§ **Supplied passage**:
________________________
It's an account of the incredibly messy process that got us the ATSC standard
in the USA. A little dry but a little interesting.

[https://www.amazon.com/Defining-Vision-Broadcasters-
Governme...](https://www.amazon.com/Defining-Vision-Broadcasters-Government-
Revolution/dp/0156005972)

The upside is that the group took so long to define a standard that digital
compression and broadcasting technologies matured enough so that HDTV in the
US could be fully digital and not analog like the Japanese had pioneered and
proposed as a world standard.

------
kragen
> _In those days, in Silicon Valley, we didn’t keep secrets._

That's how Silicon Valley was created from the 1950s through the 1980s, and
still to a significant extent through the 1990s: knowledge was not treated as
property, but rather as a commons. This is the foundation of the professions:
judges and lawyers do not keep their reasoning secret, nor do priests, nor do
professors, nor do medical doctors — to the extent that the knowledge they
create belongs to anyone, it belongs to the profession, not to the individual
professional or their client. When Silicon Valley started abandoning that
principle in the 1990s and especially after 2000, the epicenter of innovation
shifted to Shenzhen, where that principle was still practiced. And today with
the covid pandemic we see the fallout: the US has been left far behind
technologically and is completely unable to deploy the measures needed to stop
the pandemic.

That isn't the only factor, of course, but it's a big one. The profession of
engineering computing machinery has been subordinated to the quarterly goals
of business, which can be more effectively promoted if information flow is
controlled by management and money, not by engineers and sharing. But the
innovation that remains vital in Silicon Valley today is underpinned by open-
source software, which is based on the same kind of promiscuous openness that
got Steve Wozniak debugging Atari machines for free on the late shift. Too bad
free software can't tell if you've got a fever.
________________________
§ **Tasks**:
• A. Shorten the paragraph of the forum thread that begins "That isn't the only factor" while keeping its main facts.
• B. According to the forum thread, what allowed HDTV in the US to be fully digital instead of analog?
The items have nothing to do with the forum thread.
________________________
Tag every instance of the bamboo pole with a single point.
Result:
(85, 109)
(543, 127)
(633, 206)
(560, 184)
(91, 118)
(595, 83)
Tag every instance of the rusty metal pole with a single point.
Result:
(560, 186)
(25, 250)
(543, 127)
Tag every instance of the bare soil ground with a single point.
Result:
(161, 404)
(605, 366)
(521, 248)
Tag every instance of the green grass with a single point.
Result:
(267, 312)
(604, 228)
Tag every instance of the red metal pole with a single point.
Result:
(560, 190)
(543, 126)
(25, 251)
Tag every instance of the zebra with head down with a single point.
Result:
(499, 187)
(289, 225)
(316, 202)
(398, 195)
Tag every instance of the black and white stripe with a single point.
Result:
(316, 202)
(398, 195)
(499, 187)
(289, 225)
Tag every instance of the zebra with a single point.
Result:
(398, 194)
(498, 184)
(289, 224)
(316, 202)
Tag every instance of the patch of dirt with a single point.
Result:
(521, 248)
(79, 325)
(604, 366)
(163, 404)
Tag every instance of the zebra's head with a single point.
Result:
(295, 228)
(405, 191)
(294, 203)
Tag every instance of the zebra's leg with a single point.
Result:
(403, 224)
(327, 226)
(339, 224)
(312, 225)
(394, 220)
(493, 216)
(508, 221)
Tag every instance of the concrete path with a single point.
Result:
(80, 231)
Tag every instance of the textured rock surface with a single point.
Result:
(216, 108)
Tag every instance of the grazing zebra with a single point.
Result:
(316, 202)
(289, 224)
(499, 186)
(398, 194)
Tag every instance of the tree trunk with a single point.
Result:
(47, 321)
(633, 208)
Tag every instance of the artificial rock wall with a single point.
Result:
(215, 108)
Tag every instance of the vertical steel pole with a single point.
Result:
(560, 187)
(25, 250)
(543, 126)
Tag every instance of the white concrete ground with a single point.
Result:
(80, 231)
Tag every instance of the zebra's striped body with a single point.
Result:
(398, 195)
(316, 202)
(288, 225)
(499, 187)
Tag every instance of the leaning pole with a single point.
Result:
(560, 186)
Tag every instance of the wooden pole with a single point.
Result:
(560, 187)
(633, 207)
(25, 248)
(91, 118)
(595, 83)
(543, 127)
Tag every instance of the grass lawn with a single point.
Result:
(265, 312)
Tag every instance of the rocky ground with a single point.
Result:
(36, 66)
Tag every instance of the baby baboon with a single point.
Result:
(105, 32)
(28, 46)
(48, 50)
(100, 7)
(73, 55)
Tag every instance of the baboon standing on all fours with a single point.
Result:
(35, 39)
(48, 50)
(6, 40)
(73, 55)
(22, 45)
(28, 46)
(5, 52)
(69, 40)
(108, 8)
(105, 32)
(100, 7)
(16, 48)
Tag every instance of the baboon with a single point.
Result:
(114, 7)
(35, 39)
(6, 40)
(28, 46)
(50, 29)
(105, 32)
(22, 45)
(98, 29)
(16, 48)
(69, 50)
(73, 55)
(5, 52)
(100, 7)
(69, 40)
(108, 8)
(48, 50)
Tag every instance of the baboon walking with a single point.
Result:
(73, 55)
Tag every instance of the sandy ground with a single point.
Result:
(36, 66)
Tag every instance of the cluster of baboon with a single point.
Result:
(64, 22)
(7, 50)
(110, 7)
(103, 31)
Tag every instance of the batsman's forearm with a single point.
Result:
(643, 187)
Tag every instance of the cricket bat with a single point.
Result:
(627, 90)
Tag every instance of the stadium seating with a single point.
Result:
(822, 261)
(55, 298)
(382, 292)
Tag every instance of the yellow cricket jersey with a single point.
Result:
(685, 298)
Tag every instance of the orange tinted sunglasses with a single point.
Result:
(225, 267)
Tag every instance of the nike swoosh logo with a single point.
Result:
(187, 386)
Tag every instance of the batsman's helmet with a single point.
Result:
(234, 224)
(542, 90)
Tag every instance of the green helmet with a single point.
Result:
________________________
§ **Answer section**:
• A. Dropping the sharing principle is a big factor, though not the only one. Computer engineering now serves businesses' quarterly goals, which are better advanced when management and money control the flow of information instead of engineers and sharing. Still, the innovation that remains vital in Silicon Valley rests on open-source software. That software grows from the same openness that had Steve Wozniak debugging Atari machines for free on the late shift. Sadly, free software can't tell if you have a fever.

• B. The group took so long to define a standard that digital compression and broadcasting technologies had time to mature.